- **EXCERPT**
This isn't limited to the US either, City Harvest Church in Singapore is a great example of the prosperity gospel in action elsewhere. S$50 million (US$36m) of donations were siphoned from the church, of which half went into attempting to launch the pastor's wife into pop stardom, including this distinctly un-churchy video:
It's an issue with the Charismatic Movement, which is particularly strong among Evangelicalism but hardly limited to it. It promotes a cult of personality, or rather numerous cults of personality.
Both Catholicism (even with the pope) and traditional Protestantism have mechanisms to resist this. Catholicism resists it because clericalism pushes back against cults of the person of the pope specifically (notice the incessant factional backstabbing), but also because the parish priest is more a functionary of rites than anything else--sermons in Catholic churches are generally brief. Protestant denominations like Presbyterianism, Methodism, and Lutheranism maintain (at least nominally) the Catholic tradition of apostolic succession and a system of Presbyters and Bishops, which diffuses theological power structurally. Notably Anabaptists and Pentecostalism discard these structures almost entirely, so no coincidence that they're more susceptible to cults of personalities.
I grew up Catholic in a small southern town. There was one Catholic church among dozens (if not a hundred plus) protestant churches; it was mostly attended by military families. I remember the parish priest (who was my confirmation sponsor as I had no family or close Catholic family friends to sponsor me) complaining that the community, including parishioners, gossiped that he wasn't godly enough. He drove around in a Cadillac and drank (moderately). What the community didn't know was that he was pretty much the only pastor who personally volunteered at local charities unaffiliated with our church, in addition to the work he did for the church's own programs. But he never made it a point to inform people of this because he did it on his personal time--just like he bought his Cadillac using his clerical stipend and drank on his own time. He refused to advertise this on principle. He railed against the cults of personality of local churchgoers (including his own parishioners) and of local churches. Their priorities were all screwed up. Since then American Catholicism specifically and Roman Catholicism globally has increasingly shifted in this troubling direction, in tandem with Christianity more generally.
Anyhow, to reiterate, it's not just a problem with Baptists or Pentecostalism, nor do all Baptist and Pentecostal churches suffer from the problem. But there's an interplay between doctrine and institutional structure. People will readily admit it when discussing how the Roman Catholic hierarchy protected child rapists; but they refuse to see the downsides to excessively decentralized institutions that put too much unchecked power and influence in the hands of local leaders.
The U.S. has exported the problem globally because it's exported the Charismatic Movement.
They are extremely difficult to kill without government regulations, James Randi exposed Peter Popoff (80s televangelist faith healer) as a straight up 100% fraud and that didn't seem to really hurt him much if at all in the long run.

[Records from a point-labeling set]
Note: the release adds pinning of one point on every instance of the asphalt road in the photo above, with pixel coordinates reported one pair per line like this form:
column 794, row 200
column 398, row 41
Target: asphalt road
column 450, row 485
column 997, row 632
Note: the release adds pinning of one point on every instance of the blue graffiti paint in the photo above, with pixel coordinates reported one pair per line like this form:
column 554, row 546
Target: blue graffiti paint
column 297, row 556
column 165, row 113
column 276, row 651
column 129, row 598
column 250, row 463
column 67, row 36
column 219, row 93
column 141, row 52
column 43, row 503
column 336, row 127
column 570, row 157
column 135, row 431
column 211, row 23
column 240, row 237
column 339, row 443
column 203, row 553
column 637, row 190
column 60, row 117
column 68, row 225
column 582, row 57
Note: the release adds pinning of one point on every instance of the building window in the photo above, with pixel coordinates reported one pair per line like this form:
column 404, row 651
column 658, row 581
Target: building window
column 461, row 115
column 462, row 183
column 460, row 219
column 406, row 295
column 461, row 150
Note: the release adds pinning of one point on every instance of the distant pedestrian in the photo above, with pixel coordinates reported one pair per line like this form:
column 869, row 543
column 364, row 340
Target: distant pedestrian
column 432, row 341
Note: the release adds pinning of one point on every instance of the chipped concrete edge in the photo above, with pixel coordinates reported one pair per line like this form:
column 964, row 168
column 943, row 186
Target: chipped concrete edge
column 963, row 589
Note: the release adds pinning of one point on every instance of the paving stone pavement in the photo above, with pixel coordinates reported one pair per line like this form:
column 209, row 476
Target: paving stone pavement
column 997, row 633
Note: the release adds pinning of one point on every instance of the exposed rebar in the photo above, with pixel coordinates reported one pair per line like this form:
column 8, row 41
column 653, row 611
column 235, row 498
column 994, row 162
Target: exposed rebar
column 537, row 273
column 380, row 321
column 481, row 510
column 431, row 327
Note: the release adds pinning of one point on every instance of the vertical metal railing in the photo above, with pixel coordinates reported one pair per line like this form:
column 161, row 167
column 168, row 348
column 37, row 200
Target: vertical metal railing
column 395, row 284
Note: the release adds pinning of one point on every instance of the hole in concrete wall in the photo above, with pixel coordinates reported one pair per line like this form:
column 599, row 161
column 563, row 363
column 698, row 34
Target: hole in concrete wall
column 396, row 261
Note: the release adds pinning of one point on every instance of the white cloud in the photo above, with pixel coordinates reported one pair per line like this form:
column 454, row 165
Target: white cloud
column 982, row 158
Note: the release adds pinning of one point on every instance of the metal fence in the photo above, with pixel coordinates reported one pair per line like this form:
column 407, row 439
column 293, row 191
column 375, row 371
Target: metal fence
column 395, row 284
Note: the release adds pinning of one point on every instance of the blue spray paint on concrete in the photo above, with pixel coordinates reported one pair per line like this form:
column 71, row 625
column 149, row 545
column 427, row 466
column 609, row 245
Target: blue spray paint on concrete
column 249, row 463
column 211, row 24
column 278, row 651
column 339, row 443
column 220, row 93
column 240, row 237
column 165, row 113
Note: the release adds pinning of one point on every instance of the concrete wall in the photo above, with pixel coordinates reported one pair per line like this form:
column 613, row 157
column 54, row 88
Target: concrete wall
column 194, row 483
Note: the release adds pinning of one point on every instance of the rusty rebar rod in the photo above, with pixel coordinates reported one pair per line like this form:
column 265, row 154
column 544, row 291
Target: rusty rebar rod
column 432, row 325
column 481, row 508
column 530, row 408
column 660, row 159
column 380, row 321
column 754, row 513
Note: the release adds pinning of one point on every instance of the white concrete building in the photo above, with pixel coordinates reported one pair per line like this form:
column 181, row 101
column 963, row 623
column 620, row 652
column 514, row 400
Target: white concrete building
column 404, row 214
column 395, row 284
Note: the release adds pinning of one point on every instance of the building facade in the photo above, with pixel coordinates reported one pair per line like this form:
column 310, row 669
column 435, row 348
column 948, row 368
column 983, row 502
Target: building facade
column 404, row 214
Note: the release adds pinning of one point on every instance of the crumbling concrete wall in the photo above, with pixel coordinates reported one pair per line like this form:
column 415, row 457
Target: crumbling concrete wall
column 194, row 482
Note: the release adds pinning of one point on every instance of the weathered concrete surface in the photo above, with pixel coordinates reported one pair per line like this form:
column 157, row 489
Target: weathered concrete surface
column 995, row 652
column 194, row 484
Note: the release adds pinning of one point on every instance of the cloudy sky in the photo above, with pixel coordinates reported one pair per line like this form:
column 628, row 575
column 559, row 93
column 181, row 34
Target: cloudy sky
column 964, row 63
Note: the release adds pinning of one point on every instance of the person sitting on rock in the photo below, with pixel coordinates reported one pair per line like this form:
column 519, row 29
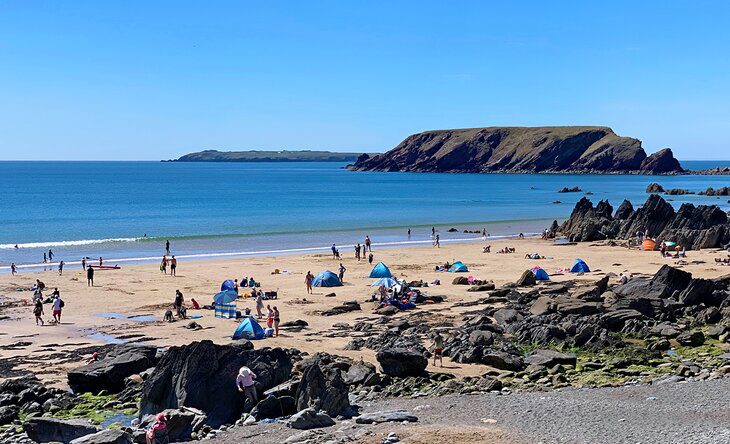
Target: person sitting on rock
column 157, row 433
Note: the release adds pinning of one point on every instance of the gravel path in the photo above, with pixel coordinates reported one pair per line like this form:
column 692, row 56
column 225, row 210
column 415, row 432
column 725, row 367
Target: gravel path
column 695, row 412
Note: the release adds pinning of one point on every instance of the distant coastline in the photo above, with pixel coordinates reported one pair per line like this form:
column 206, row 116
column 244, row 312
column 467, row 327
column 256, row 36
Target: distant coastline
column 267, row 156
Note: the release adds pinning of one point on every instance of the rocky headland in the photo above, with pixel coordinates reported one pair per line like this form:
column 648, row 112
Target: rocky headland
column 568, row 149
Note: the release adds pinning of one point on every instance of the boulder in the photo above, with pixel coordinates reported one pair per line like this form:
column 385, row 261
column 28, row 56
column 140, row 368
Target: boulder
column 401, row 362
column 108, row 436
column 41, row 429
column 108, row 373
column 310, row 419
column 386, row 416
column 322, row 390
column 201, row 375
column 550, row 358
column 272, row 407
column 527, row 279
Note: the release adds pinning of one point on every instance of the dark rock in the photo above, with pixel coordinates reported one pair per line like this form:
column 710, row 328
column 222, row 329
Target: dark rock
column 401, row 362
column 109, row 372
column 322, row 390
column 108, row 436
column 386, row 416
column 549, row 358
column 201, row 375
column 310, row 419
column 57, row 430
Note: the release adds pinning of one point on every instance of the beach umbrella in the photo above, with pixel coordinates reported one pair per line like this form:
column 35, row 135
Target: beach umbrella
column 386, row 282
column 225, row 297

- **PROBLEM SET**
• 1. Print the records exactly, starting at the line that contains "of the beach" and ending at the last line of the records.
• 2. Write what comes next in the comment on church cults of personality, beginning after its final sentence.
These records have no connection to the text.

- **ANSWERS PER TASK**
• 1.
Note: the release adds pinning of one point on every instance of the beach umbrella in the photo above, with pixel coordinates reported one pair per line like this form:
column 35, row 135
Target: beach umbrella
column 386, row 282
column 225, row 297

• 2.
>He went bankrupt the next year, but made a comeback in the late 1990s. Beginning in the mid-2000s, Popoff bought TV time to promote "Miracle Spring Water" on late-night infomercials, and referred to himself as a prophet.[2] Business Insider remarked, "No matter how many times his claims are debunked, he seems to bounce back with another version of the same old scam."[3]
>Popoff was collecting almost $4 million per year in the late 1980s, according to Randi.[41] In 2003, his ministry received over $9.6 million, and in 2005, over $23 million. In that year, he and his wife were paid a combined salary of nearly $1 million, while two of his children received over $180,000 each.[42] Financial data is not available for Popoff's ministry since 2005 because Peter Popoff Ministries changed from a for-profit business to a religious organization in 2006, making it tax-exempt.[40] Popoff purchased a home in Bradbury, California, for $4.5 million in 2007.[43] He drives a Porsche and a Mercedes-Benz.[44]
> [H]e dresses in a suit, pulls out a Bible and urges viewers to pledge a very specific amount of money. "Don't delay, don't delay," he urges, calmly but emphatically ... drawing in viewers who ... are desperate for change.
Can you imagine if this kind of stunt were pulled in the secular sphere? An aspiring leader dressed up in a suit, urging viewers to raise a specific amount of money. "Don't delay, donate today!" drawing in viewers desperate for change.
Ha. I see what you're getting at. It's a little different because politicians actually do have the power to change things. Proof by existence: before there was no ACA, now there is an ACA.
While being a member of a church can probably improve your life in some ways -- a built in community of like-minded people -- it won't directly fix your problems in a way that another community can't. And if you're not using church for community, there is really very little chance that donating will do anything positive for you. At least, if it did, you'd think someone would find evidence of the same.
Are these comparable though ? Is anyone raising money promising the virtues of a secular life that will give you a pleasant after life ? Also, isn't Jesus divine ? Why does he need donations?
There’s a great documentary called Marjoe (a conjugate of Mary and Joseph) about how scammy some of these people are. It won Best Picture in 1972: https://en.m.wikipedia.org/wiki/Marjoe.
It is not just limited to US. You will be surprised how much of that money goes back to forced conversions in countries like India, Bangladesh, Sri Lanka etc. In India, the state of Nagaland has 90% christian population. They destroyed the local cultures and traditions.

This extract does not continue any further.